Work task
Would you please output only the lines from the one containing "mode = one_per_instance" through the end of the entries below, exactly as written?

*** Entries supplied ***

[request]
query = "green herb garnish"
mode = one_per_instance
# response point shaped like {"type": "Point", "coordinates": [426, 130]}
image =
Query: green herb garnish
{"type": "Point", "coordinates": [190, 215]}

*** End of Entries supplied ***

Exercise response
mode = one_per_instance
# response point shaped like {"type": "Point", "coordinates": [426, 130]}
image =
Query: green herb garnish
{"type": "Point", "coordinates": [190, 215]}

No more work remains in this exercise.